Can you write out all of the material below line for line, changing nothing?
====== Data to use
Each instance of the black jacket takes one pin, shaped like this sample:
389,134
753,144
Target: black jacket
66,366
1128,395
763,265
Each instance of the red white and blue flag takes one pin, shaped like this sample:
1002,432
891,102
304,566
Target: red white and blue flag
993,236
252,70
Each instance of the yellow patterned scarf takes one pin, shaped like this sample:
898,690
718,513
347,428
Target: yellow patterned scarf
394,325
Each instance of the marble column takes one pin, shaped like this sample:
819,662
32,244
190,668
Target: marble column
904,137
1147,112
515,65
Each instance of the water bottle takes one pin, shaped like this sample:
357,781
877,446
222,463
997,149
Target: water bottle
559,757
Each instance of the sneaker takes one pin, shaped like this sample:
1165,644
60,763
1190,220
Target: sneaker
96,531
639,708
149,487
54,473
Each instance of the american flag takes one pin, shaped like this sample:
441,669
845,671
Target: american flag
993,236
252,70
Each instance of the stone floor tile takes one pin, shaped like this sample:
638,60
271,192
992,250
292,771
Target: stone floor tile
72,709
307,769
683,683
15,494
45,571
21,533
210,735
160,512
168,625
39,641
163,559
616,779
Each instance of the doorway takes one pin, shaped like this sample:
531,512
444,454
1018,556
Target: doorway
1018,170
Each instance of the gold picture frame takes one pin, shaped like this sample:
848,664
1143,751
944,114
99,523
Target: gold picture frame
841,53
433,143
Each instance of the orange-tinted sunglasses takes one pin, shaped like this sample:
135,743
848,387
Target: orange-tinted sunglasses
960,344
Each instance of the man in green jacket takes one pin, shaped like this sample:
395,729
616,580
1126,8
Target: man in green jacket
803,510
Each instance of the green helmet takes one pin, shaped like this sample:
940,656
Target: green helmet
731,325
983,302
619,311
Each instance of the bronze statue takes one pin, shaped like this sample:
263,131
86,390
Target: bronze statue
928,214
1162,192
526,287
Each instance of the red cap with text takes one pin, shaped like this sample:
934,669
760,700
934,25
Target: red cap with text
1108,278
============
Solution to the exercise ▸
Each instance of the black jacket takes one pin, shaped like this sample:
389,134
753,144
Target: black jacket
66,366
1128,395
763,265
Each instance of the red white and blue flag takes one pin, shaped like this sample:
1002,432
891,102
304,566
Target: red white and blue flag
993,236
252,70
Each instance of the yellow patterned scarf takes one pin, shaped like this sample:
898,690
718,513
347,428
Target: yellow patterned scarf
394,325
Each instance of the marble column takes one pin, shaped like this sample:
819,662
32,244
190,668
Target: marble column
904,137
1147,112
515,65
Each instance of the water bottle takes one pin, shaped like this sample:
357,781
877,446
222,463
997,149
Target: water bottle
559,757
Each instance of the sneaker takes one pin, shaped like this sample:
1165,644
60,763
1190,220
Target: sneaker
96,531
639,708
149,487
54,473
Each instance of the american flag takes one pin, shaped like this sample:
441,669
845,671
Target: american flag
993,236
252,70
Each instance of the stone floor tile takes one pin, shaped like this sample:
638,60
271,192
992,250
292,771
Target: stone floor tile
72,709
307,769
683,683
15,494
45,571
21,533
210,735
160,512
168,625
39,641
163,559
616,779
Each instance of the doorway takes one pin, shaped like this sample:
531,512
444,454
1018,556
Target: doorway
1018,170
Each instance of the gold picture frame takes one pin, shaped like this sample:
848,664
1143,751
944,114
99,523
Target: gold picture frame
841,53
433,143
Each instance of the orange-tinted sunglasses takes one pin, shaped like this sample:
135,743
848,387
Target: orange-tinted sunglasses
960,344
Each instance of the man in green jacket takes one pin, shaped like this sample:
395,729
616,580
1126,8
Target: man in green jacket
803,510
Each instance of the green helmet takes one pin, shaped like this sample:
940,656
Target: green helmet
731,325
983,302
619,311
Each instance of the bronze statue takes one pin, shaped like this sample:
263,131
86,390
Target: bronze statue
928,214
1162,192
526,287
Each instance of the red cap with text takes one pin, shaped like this sample:
934,669
760,700
934,25
Target: red cap with text
1108,278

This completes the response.